## What the exercise asks
Retype all of the entries below word for word, keeping every line in its original order.

(Dataset excerpt)
────────────────
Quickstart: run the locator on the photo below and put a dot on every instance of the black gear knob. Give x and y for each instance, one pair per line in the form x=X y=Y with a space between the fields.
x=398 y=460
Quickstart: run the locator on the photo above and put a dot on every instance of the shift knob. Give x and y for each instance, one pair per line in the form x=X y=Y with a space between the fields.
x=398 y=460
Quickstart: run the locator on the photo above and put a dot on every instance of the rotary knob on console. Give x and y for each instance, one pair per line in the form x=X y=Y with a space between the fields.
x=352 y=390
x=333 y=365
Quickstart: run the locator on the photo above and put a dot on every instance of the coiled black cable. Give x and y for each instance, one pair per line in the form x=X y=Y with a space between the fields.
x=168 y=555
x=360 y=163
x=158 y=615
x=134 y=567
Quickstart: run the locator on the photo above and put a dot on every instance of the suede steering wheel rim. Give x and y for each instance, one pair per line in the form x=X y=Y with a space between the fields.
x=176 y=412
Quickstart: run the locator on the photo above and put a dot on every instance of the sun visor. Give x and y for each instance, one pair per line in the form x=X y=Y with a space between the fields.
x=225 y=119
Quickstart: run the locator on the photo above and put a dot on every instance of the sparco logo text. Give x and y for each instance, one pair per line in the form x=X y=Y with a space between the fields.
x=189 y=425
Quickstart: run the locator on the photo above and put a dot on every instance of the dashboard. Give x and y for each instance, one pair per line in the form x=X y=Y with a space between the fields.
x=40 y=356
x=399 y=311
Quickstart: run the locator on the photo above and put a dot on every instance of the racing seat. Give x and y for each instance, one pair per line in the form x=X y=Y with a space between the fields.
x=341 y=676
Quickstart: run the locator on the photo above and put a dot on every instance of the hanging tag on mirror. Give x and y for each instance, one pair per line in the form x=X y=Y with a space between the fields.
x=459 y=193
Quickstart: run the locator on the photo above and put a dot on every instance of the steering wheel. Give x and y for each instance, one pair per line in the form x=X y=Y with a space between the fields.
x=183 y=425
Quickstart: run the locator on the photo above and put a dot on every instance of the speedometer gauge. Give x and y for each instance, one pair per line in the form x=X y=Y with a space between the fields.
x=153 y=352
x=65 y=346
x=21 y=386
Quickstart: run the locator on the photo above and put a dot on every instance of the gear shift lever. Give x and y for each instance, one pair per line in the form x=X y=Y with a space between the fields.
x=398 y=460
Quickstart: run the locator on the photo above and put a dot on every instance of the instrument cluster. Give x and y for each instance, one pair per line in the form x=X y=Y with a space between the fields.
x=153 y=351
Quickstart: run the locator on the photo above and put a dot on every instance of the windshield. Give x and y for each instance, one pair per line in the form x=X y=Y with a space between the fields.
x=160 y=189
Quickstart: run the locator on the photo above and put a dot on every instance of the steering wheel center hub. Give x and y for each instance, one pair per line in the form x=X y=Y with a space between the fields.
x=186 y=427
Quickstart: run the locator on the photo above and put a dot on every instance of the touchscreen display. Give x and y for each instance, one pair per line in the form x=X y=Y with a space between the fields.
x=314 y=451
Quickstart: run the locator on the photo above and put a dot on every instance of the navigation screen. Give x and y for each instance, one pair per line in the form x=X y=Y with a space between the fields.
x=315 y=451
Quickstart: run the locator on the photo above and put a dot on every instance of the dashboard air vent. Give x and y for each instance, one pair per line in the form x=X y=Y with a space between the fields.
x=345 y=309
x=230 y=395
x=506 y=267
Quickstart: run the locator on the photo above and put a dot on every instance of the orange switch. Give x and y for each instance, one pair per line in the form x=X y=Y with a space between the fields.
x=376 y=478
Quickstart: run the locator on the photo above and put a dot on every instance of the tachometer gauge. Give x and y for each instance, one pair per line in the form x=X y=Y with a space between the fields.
────────────────
## Response to the exercise
Quickstart: run the locator on the photo below and put a dot on every instance of the black gear knob. Give x and y for each instance, one pair per line in the form x=X y=Y with a space between the fields.
x=398 y=460
Quickstart: run the locator on the photo above and put a dot on every instance of the shift knob. Give x and y for each instance, one pair per line in the form x=X y=Y with a space between the fields.
x=398 y=460
Quickstart: run the locator on the photo above and put a dot on every instance of the rotary knob on console. Give x and y for each instance, one pair per line in the form x=X y=Y with a space between the fields.
x=352 y=390
x=333 y=365
Quickstart: run the locator on the photo above and put a dot on every instance of the coiled black cable. Give x and y for each instance, one pair per line in the form x=X y=Y with a space between the fields.
x=168 y=555
x=360 y=163
x=158 y=615
x=134 y=567
Quickstart: run the locator on the photo above and put a dot on every instance of the suede steering wheel rim. Give x and y for each instance, one pair per line in the form x=X y=Y with a space between the fields.
x=176 y=412
Quickstart: run the locator on the photo above and put a dot on every instance of the sun visor. Give x and y for each instance, one pair per line in the form x=X y=Y with a space between the fields.
x=225 y=119
Quickstart: run the locator on the photo above and put a dot on every instance of the sparco logo text. Give x and y for each instance, one pair per line in the form x=X y=Y with a space between the fields.
x=189 y=425
Quickstart: run the locator on the photo above and put a dot on every instance of the dashboard. Give x and y for each instance, one pair per line in the form x=X y=Y with a space between the fields.
x=40 y=356
x=399 y=311
Quickstart: run the locator on the photo above and put a dot on every instance of the racing seat. Give x and y for each instance, one pair per line in the form x=X y=Y with a space between the fields.
x=341 y=676
Quickstart: run the locator on the photo above and put a dot on every instance of the hanging tag on mirror. Give x and y for each instance, one pair per line in the form x=X y=Y with a space between the fields.
x=459 y=193
Quickstart: run the locator on the photo above and put a dot on every instance of the steering wheel. Give x and y for each instance, one pair per line in the form x=X y=Y with a space between the fields.
x=183 y=425
Quickstart: run the locator on the photo above and put a dot on every instance of the speedometer gauge. Give x and y for each instance, one pair per line in the form x=X y=Y with a space between the fields.
x=153 y=352
x=65 y=346
x=21 y=386
Quickstart: run the locator on the photo above and put a dot on every instance of the gear shift lever. Give x and y for each instance, one pair per line in the form x=X y=Y with a space between the fields.
x=398 y=460
Quickstart: run the locator on the photo above and put a dot on every instance of the instrument cluster. Give x and y for each instance, one pair per line in the form x=X y=Y with a space between the fields.
x=153 y=351
Quickstart: run the locator on the photo above and put a dot on every instance of the windshield. Give x and y for each instance, one pair per line in the form x=X y=Y with a space between the fields.
x=160 y=189
Quickstart: run the locator on the photo above and put a dot on every instance of the steering wheel center hub. Give x and y for each instance, one pair per line in the form x=X y=Y with a space between the fields.
x=186 y=427
Quickstart: run the locator on the photo above and put a dot on every instance of the touchscreen display. Give x and y for each instance, one pair per line in the form x=X y=Y with a space between the fields.
x=314 y=451
Quickstart: run the locator on the photo above and put a dot on every instance of the navigation screen. Give x and y for each instance, one pair per line in the form x=X y=Y with a space between the fields.
x=315 y=451
Quickstart: run the locator on the photo above and put a dot on every instance of the dashboard air vent. Give x and y for each instance, one pair per line in the form x=X y=Y with a space between the fields.
x=345 y=309
x=230 y=395
x=506 y=267
Quickstart: run the locator on the photo above and put a dot on every instance of the orange switch. Give x and y for each instance, one pair per line in the form x=X y=Y with a space between the fields.
x=376 y=478
Quickstart: run the locator on the photo above and put a dot on every instance of the tachometer gauge. Give x and y for each instance, one pair per line in the form x=X y=Y with a space between the fields.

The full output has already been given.